> **Textauszug**

Wie die Ideologie des positiven Denkens die Welt verdummt. Verlag Antje
Kunstmann, München 2010. 254 Seiten, Euro 19,90, ISBN 978-3-88897-682-7
Barbara Ehrenreich ist sicher eine der bekanntesten und profiliertesten Kennerin der US-amerikanischen Gesellschaft und Kritikerin der so genannten New Economy. Für ihr Buch Nickel and dimed recherchierte sie die Bewerbungslage und Arbeitswelt der so genannten McJobs-Generation (Niedriglöhner). Nun legt sie ein weiteres thematisch höchst interessantes Buch vor, das meines Erachtens für die säkulare Szene wegweisend sein kann: Eine Bestandsaufnahme der Ideologie des „Positiven Denken“.
Ausgangspunkt für ihre Recherchen war Ehrenreichs eigene Brustkrebserkrankung. Nun erscheint es zunächst einmal verwunderlich, dass jemand mit einer solch belastenden Diagnose sich Zeit für investigativen Journalismus nimmt. Aber die Erklärung liegt auf der Hand: „Die zwischen zwei und drei Millionen an Brustkrebs erkrankten Frauen (...) bilden gemeinsam mit ihren besorgten Angehörigen einen riesigen Markt für all die Dinge, die mit der Krankheit zusammenhängen.“ (S. 31) Gerade die Gurus und Motivationstrainer des „Positiven Denkens“ überschwemmen die Menschen mit Seminaren und Workshops, Lesungen und Vorträgen, Zeitschriften, DVDs und Büchern.
Ehrenreich bezeichnet sich selbst trotz ihrer Erkrankung nicht als negativ eingestellten Menschen. Lieber würde sie mehr Feste feiern, Freude empfinden und auf Straßen tanzen. Aber, und das scheint mir ein zentraler Aspekt des Buches zu sein: „Wir werden diese paradiesischen Zustände nicht erreichen, indem wie sie uns herbeiwünschen. Wir müssen uns einen Ruck geben und gegen furchterregende Widerstände kämpfen (...).“ (S. 22)
Ganz rational und logisch denkend geht sie dieser Entwicklung auf den Grund.

(Daten zur Punktlokalisierung)
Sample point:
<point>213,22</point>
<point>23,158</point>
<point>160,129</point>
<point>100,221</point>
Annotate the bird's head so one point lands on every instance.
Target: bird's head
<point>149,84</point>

> **Aufgabe**
Welche Erklärung gibt die Buchbesprechung dafür, dass sich Ehrenreich trotz ihrer Brustkrebsdiagnose Zeit für investigativen Journalismus nahm? Antworten Sie in ein bis drei Sätzen.

> **Erwartete Antwort**
Die zwei bis drei Millionen an Brustkrebs erkrankten Frauen bilden zusammen mit ihren besorgten Angehörigen einen riesigen Markt für alles, was mit der Krankheit zusammenhängt. Gerade die Gurus und Motivationstrainer des „Positiven Denkens“ überschwemmen diese Menschen mit Seminaren, Workshops, Vorträgen, Zeitschriften, DVDs und Büchern.